▶ _ACTIVITIES_
1. Answer these questions from the passage on Stonewall and the homophile movement.
(a) In which city's first Pride March did members of the Mattachine Society of Washington, D.C., take part, and in what year?
(b) At which bar did members of New York's Mattachine Society stage a sip-in?
(c) What did that sip-in lead to?
2. Proceed with the passage on Stonewall and the homophile movement, picking up right after its final sentence.

▶ _TEXT UNDER STUDY_
● ● ●

A group of protestors march along the sidewalk. A male's sign reads GAY IS GOOD.

Frank Kameny and other members of Mattachine Society of Washington, D.C., participate in New York City’s first Pride March in 1970. ©Kay Tobin/New York Public Library Digital Collections

As I came to understand, it took the efforts of veteran pre-Stonewall activists working alongside newly radicalized young LGBTQ people to channel the energy and anger released at Stonewall into a newly supercharged national movement.

So the riot may have been spontaneous, but the dramatic growth of the movement that came in the aftermath of the riots would not have been possible without the groundwork laid by the pre-Stonewall homophiles.

A bartender holds his hand over a drink of one of the several men lined up as part of the sit-in.

Members of New York’s Mattachine Society stage a sip-in at Julius’ bar to challenge the State Liquor Authority’s discriminatory policy of revoking licenses from bars that served gay men and lesbians. The event led to legitimate gay bars in the city. ©Fred W. McDarrah, courtesy of his estate

Even as I’ve fought to convey that view—my view—of Stonewall, I’ve had to accept that people get attached to their myths, even when those myths contradict demonstrable facts about the real story of Stonewall’s place in history and unnecessarily embellish the already compelling facts of the multi-day uprising itself.

● ● ●

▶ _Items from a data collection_
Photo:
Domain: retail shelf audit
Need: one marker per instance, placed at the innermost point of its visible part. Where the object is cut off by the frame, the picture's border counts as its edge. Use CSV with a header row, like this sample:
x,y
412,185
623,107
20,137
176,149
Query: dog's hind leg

● ● ●

▶ _RESULTS IN ORDER_
1.
(a) New York City, in 1970.
(b) Julius' bar.
(c) Legitimate gay bars in the city.

2.
For example, take the legendary kick line of high-heeled drag queens on Christopher Street outside the Stonewall challenging a phalanx of policemen in riot gear and chanting:

“We are the Village girls, we wear our hair in curls, we wear our dungarees above our nellie knees…”

The kick line and chant were real, but the high-heeled drag queens were actually street kids, mostly teenagers, “flames” in various degrees of “scare drag”—not dresses and wigs, and definitely not wearing high heels. The street kids knew better. As Martin Boyce, who was at Stonewall the night of the riot, explained to me, you can’t run from the police in heels. But the idea and image of high-kicking, high-heeled rioters in full drag makes for a more cinematic story.

A group of protestors gather along the sidewalk. One man holds another around the waist, a sign reads "Gay is good." One woman holds a camera.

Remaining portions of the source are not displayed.